[Referring expression pointing data]
***

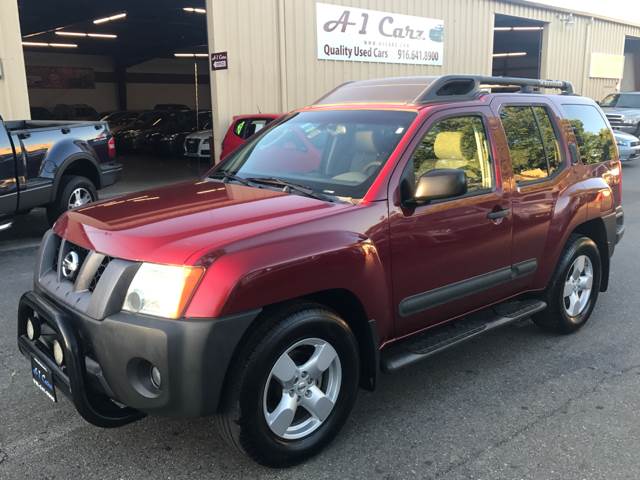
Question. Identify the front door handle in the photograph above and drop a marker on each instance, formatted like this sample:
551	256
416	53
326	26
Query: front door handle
498	214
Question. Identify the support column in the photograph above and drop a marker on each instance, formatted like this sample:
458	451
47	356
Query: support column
121	82
248	31
14	97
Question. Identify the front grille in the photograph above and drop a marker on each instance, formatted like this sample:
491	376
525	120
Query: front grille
191	145
98	274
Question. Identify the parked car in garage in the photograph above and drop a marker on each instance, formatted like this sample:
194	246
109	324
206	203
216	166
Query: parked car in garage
171	106
242	127
198	144
623	111
57	165
138	135
172	142
74	112
628	146
125	120
386	223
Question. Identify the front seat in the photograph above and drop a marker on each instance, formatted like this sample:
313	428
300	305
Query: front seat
447	148
365	153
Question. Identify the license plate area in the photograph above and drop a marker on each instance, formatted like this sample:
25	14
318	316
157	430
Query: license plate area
43	378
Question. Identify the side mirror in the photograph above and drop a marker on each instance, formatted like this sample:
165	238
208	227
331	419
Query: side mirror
440	183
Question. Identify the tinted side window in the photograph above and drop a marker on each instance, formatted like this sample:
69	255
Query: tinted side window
595	140
549	139
528	158
458	142
253	126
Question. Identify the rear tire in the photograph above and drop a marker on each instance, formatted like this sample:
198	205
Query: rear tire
574	287
266	410
74	191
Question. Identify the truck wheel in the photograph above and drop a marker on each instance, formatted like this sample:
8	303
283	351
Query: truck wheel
573	290
73	192
292	387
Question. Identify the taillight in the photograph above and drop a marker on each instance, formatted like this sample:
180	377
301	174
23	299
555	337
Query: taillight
111	148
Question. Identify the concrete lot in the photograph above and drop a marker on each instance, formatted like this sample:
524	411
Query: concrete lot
516	404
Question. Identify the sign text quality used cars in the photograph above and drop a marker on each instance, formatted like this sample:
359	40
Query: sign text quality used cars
359	35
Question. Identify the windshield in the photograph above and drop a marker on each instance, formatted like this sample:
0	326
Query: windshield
331	152
621	100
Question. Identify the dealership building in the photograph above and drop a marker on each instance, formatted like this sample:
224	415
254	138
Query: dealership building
248	56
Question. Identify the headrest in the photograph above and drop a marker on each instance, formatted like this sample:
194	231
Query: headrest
364	142
448	146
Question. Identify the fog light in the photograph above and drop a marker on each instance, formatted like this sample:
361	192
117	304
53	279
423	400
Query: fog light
33	329
156	378
58	354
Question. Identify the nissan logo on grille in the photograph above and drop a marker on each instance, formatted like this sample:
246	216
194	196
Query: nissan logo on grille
70	265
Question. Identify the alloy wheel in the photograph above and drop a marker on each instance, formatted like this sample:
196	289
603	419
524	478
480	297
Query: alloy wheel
302	388
79	197
577	286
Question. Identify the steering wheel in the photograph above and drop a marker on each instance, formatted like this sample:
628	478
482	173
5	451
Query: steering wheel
371	168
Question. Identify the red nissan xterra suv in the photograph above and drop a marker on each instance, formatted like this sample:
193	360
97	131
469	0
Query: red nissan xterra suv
387	222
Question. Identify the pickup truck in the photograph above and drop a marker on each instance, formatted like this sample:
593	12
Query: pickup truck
389	221
57	165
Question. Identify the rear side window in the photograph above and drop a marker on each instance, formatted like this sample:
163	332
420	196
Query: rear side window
595	140
533	143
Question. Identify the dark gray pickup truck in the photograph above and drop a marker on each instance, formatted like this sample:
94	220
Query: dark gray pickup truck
57	165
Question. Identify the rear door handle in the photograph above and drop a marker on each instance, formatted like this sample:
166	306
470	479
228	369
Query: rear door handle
498	214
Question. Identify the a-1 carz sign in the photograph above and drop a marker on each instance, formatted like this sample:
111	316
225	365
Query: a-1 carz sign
359	35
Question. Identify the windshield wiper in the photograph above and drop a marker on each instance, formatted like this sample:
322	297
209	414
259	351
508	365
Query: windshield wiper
290	186
230	177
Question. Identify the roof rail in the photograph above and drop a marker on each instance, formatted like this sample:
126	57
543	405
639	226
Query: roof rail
466	87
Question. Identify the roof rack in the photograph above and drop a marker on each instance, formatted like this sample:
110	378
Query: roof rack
418	90
466	87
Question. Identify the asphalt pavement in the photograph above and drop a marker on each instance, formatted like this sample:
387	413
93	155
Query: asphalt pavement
514	404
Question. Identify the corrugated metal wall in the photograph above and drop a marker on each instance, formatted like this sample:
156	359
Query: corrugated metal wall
272	49
14	99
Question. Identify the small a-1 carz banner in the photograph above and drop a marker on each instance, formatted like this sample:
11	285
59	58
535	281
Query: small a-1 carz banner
359	35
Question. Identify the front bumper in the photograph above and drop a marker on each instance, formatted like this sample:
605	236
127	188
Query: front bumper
107	362
109	173
629	153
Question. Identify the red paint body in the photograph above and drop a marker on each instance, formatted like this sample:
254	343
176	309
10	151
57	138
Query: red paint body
232	141
262	247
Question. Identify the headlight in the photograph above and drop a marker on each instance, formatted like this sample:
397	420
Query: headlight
162	290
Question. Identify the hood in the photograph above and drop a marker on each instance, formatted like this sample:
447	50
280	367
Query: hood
201	134
181	223
627	137
625	112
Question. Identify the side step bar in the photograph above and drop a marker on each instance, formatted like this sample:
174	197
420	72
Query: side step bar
5	225
435	340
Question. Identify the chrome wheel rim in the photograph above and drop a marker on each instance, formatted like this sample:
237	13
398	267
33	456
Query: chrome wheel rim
79	197
302	388
577	286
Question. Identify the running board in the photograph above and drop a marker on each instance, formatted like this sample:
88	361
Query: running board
435	340
5	225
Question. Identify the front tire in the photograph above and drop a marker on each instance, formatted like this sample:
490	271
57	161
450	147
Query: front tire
74	191
573	290
292	387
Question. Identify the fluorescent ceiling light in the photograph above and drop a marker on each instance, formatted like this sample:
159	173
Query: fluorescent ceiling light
111	18
510	54
517	29
81	34
190	55
55	45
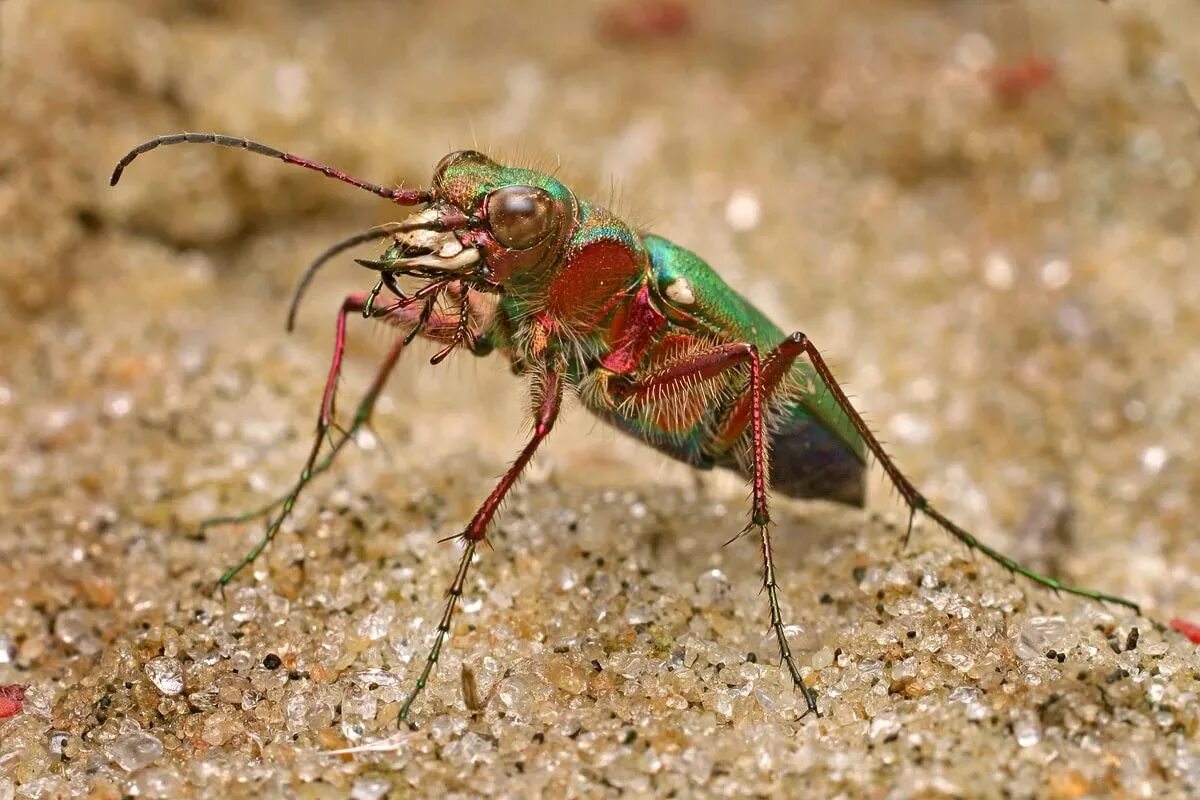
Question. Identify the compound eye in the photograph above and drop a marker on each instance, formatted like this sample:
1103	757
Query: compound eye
520	216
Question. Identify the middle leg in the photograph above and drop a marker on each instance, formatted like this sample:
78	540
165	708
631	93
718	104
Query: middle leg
750	409
551	400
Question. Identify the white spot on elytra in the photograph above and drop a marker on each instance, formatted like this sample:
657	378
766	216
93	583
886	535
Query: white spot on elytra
679	292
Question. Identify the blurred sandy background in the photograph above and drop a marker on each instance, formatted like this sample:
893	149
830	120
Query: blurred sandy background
983	212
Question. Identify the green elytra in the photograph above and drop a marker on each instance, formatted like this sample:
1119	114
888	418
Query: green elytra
646	332
816	450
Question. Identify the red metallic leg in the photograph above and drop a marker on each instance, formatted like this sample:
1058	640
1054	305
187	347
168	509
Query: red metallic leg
477	530
754	398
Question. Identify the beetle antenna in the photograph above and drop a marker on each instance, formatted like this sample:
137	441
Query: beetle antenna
401	196
370	234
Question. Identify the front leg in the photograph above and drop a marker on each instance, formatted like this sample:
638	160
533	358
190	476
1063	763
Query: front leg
550	400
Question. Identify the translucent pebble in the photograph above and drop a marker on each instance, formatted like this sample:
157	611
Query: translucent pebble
1039	635
712	588
167	674
76	627
295	713
370	788
57	740
157	783
1026	729
822	659
377	624
133	751
885	725
972	701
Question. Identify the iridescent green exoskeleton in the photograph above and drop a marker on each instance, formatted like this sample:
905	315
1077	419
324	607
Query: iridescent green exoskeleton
643	331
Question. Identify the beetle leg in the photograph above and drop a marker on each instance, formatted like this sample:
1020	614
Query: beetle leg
438	329
798	344
477	530
707	365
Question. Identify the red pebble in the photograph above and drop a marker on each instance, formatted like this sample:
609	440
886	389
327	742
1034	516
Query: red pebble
12	698
1187	629
646	19
1013	83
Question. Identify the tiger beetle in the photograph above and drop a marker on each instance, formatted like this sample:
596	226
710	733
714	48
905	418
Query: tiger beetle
645	332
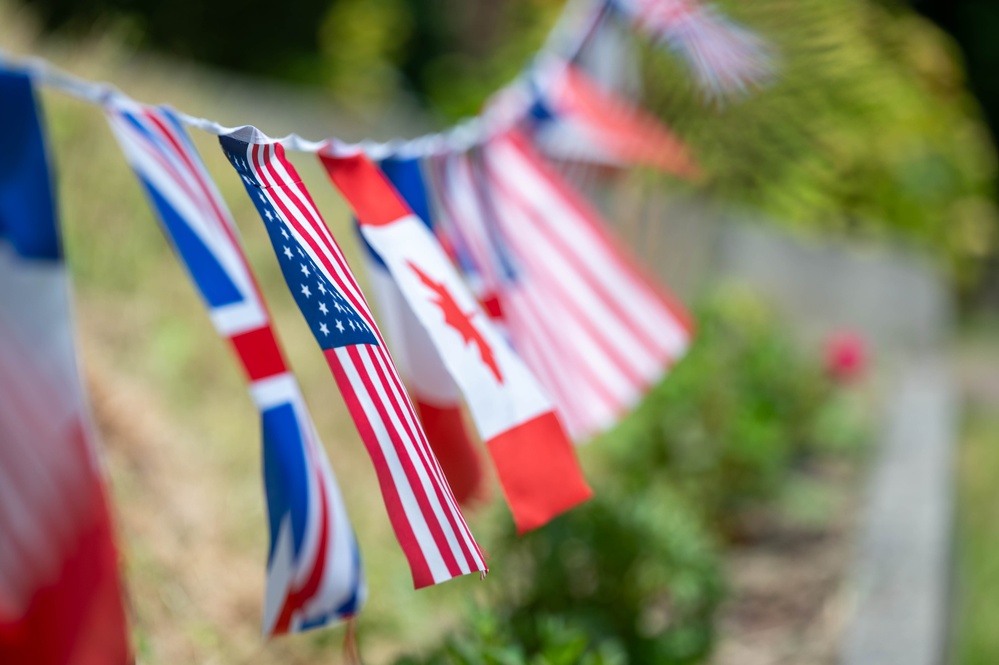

***

● **Required work**: Beginning at the line with "Query: nissan logo on grille" and ending at the line with "Question. Identify the rear side", reproduce each line of the data above exactly, and add no other lines.

● **Answer to this problem**:
Query: nissan logo on grille
70	265
Question. Identify the alloy wheel in the photograph above and drop a marker on each instance, formatted like this sample:
196	289
603	419
524	478
480	297
Query: alloy wheel
302	388
79	197
577	286
Question. Identify the steering wheel in the photograph above and drop a marker on each instance, formatted like this sample:
628	478
482	173
5	451
Query: steering wheel
371	168
Question. Identify the red nissan xterra suv in the photograph above and drop a marker on each instance, formatted like this sample:
193	360
97	131
469	0
Query: red nissan xterra suv
387	222
Question. Identify the pickup truck in the photograph above and drop a marker on each instance, formatted like this sample:
593	12
Query: pickup truck
389	221
57	165
Question. Identify the rear side window in the photograph above and drop a marker on each instance, formatted like this sample:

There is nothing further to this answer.